Saved data entries
-- Opening Marker --
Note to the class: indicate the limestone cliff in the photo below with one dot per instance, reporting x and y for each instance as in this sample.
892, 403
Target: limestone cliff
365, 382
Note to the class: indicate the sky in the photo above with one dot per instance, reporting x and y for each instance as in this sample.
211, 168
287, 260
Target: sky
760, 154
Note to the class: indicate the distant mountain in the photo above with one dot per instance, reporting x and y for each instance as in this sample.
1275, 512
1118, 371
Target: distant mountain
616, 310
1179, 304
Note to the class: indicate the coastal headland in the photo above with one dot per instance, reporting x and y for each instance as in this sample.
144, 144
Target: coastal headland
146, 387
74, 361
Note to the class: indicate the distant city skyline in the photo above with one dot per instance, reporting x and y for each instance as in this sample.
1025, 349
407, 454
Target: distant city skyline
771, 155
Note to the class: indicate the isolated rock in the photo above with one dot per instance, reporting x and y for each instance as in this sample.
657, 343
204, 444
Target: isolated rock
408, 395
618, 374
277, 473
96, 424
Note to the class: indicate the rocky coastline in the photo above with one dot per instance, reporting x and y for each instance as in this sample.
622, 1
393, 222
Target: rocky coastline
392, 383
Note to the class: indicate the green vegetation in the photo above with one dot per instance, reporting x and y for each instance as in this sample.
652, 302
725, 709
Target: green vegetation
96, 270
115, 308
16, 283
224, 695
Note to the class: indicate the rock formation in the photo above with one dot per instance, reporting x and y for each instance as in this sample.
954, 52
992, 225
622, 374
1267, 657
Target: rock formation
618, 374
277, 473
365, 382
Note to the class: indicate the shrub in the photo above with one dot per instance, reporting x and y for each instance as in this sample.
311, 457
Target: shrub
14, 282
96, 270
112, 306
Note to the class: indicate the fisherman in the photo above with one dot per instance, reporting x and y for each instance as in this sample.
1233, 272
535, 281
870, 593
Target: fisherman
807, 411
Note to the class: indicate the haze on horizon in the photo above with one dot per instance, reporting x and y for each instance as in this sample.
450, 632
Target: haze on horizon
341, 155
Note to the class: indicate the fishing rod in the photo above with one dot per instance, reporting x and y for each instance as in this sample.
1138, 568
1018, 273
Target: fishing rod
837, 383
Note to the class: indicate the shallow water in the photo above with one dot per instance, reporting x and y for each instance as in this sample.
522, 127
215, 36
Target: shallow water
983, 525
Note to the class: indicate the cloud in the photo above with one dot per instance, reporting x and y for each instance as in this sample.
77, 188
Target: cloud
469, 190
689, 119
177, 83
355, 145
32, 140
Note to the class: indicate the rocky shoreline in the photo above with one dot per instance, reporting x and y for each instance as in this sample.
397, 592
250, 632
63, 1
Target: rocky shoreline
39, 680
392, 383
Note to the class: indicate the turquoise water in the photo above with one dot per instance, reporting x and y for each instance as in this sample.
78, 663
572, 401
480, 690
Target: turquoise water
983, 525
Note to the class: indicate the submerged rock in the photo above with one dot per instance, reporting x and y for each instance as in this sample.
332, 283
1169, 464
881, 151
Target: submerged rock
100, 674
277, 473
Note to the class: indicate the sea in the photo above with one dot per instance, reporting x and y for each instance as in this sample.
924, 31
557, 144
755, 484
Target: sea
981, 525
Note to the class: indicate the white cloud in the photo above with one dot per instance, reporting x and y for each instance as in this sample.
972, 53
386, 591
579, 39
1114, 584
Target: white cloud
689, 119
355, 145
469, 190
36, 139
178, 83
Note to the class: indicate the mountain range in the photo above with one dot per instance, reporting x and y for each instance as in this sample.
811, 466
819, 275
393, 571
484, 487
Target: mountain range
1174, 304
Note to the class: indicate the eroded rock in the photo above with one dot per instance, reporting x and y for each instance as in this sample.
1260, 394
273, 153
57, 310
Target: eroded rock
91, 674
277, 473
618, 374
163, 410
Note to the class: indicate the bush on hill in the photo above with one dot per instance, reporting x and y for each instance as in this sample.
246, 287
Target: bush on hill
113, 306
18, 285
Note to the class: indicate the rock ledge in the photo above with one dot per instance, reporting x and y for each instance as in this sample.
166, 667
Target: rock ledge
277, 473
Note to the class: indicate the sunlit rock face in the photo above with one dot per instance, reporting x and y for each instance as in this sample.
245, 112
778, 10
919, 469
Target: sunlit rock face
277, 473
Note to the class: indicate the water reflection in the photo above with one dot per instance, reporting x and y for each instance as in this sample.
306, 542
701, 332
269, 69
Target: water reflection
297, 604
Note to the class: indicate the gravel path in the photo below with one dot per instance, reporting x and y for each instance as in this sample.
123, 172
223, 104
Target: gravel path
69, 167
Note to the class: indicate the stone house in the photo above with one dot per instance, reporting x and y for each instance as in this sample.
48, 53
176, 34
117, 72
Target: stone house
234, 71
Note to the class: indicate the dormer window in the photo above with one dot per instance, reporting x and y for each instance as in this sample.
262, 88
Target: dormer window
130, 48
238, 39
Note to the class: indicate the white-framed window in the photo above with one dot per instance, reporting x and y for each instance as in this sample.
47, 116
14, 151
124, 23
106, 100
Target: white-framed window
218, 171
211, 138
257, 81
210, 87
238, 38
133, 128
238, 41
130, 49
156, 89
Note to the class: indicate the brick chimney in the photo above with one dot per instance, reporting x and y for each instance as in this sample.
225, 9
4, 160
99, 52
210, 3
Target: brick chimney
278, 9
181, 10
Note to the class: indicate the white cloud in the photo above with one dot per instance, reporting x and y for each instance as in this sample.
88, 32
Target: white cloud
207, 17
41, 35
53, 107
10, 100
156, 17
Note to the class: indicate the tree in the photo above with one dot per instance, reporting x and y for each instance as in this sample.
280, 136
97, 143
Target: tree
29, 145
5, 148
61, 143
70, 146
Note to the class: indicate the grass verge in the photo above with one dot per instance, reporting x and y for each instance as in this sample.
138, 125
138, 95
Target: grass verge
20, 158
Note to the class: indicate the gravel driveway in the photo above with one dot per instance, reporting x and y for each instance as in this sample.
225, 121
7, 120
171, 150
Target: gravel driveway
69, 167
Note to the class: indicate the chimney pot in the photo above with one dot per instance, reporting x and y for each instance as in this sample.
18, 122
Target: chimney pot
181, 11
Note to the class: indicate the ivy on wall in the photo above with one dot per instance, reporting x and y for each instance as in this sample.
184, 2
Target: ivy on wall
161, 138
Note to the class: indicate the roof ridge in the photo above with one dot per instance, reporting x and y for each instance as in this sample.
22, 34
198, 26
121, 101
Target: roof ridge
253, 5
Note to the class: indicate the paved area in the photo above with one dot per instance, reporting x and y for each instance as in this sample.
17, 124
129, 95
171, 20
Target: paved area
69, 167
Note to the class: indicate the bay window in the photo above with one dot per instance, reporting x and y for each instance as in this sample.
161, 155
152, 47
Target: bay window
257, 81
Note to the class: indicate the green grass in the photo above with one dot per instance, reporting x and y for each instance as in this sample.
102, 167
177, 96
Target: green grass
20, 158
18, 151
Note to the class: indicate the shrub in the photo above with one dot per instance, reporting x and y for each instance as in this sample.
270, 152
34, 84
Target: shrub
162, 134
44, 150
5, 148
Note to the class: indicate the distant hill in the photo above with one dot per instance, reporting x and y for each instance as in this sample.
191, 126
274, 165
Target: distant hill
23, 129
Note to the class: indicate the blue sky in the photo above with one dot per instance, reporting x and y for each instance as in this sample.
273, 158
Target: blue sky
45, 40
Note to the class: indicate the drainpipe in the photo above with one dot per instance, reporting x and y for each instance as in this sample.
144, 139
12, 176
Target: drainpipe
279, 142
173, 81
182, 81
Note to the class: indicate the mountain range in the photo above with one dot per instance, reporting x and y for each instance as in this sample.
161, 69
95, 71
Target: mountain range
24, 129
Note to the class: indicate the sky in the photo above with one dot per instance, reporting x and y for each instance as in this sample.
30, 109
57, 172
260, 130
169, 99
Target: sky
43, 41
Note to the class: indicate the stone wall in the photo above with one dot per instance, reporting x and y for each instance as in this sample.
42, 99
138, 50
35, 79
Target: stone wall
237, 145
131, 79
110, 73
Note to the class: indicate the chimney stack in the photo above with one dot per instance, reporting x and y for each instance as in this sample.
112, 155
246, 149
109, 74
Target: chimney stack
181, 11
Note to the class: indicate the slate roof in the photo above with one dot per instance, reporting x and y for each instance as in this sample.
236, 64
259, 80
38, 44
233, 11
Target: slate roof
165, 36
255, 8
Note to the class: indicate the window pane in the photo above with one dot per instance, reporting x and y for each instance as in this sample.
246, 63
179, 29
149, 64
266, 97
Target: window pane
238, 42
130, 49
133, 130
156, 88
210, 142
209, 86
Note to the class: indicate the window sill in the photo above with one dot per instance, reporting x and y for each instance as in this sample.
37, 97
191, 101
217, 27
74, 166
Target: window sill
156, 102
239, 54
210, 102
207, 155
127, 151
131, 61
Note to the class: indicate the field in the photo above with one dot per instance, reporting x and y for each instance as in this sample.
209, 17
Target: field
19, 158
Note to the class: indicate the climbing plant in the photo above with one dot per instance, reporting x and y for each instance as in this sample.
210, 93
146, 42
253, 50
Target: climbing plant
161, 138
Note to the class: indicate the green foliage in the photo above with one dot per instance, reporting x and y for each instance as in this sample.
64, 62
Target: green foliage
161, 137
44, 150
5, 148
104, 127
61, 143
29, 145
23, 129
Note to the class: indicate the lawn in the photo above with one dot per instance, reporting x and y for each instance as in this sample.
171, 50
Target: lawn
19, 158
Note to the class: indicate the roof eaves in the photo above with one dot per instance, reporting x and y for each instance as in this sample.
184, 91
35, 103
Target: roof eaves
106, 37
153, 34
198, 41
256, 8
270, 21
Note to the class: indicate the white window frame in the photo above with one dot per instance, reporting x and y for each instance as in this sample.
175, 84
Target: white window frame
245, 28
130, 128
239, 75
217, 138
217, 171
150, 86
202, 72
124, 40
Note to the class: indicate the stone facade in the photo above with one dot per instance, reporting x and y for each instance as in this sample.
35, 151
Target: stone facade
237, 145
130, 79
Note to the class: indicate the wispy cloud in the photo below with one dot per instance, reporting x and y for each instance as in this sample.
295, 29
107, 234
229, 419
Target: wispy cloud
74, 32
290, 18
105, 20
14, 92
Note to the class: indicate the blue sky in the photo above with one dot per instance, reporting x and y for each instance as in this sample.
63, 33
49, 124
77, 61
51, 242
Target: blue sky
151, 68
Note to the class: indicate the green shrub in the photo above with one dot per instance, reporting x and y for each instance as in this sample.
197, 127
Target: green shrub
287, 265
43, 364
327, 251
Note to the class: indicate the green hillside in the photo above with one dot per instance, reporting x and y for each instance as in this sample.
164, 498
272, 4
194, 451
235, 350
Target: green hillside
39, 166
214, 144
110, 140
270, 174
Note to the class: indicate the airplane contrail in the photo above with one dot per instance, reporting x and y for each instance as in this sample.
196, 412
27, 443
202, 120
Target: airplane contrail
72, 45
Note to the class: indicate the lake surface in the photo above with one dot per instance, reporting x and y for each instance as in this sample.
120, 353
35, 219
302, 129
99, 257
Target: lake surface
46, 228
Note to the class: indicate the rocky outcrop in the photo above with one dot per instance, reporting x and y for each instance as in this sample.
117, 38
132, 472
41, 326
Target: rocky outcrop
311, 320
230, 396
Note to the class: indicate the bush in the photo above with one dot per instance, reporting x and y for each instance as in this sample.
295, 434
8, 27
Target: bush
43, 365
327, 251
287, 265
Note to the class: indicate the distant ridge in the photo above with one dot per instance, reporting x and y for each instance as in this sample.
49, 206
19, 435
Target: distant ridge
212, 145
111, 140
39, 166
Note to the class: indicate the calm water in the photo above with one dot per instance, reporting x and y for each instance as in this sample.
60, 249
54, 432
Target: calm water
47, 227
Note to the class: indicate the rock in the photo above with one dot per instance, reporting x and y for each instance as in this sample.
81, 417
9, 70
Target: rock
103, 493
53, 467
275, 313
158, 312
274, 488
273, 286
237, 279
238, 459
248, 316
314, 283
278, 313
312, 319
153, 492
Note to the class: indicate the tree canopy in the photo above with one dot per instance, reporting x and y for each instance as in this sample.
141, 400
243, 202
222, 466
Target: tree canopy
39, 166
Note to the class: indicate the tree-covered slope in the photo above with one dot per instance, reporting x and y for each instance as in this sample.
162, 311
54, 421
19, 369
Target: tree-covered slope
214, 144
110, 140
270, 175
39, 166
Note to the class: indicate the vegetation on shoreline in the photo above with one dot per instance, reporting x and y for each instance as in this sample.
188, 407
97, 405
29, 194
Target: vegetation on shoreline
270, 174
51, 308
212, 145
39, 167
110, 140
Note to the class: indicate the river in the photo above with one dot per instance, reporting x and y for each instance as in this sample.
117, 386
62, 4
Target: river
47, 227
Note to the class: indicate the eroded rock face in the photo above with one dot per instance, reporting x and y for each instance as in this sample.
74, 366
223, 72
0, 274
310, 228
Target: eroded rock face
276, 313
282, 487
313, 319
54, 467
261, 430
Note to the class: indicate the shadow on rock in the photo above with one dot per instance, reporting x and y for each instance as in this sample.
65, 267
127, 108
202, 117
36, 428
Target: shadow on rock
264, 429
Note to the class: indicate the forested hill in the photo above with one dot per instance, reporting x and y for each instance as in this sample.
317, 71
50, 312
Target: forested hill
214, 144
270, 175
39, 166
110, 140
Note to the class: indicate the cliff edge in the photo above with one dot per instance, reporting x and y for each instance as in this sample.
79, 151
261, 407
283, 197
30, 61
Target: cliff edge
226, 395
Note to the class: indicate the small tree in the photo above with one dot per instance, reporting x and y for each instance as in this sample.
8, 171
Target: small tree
-- Closing Marker --
__DESCRIPTION OF THE TASK__:
Show all lines from the entries that hold "below".

__TASK RESULT__:
Note to the class: indicate the limestone cliff in the photo below with one dot per instance, reporting x and y for each instance as in this sample.
Note to the class: indicate the gravel path in the photo below with one dot per instance, reporting x and y for each instance as in this sample.
Note to the class: indicate the wispy cloud in the photo below with one dot per instance, reporting x and y for each instance as in this sample.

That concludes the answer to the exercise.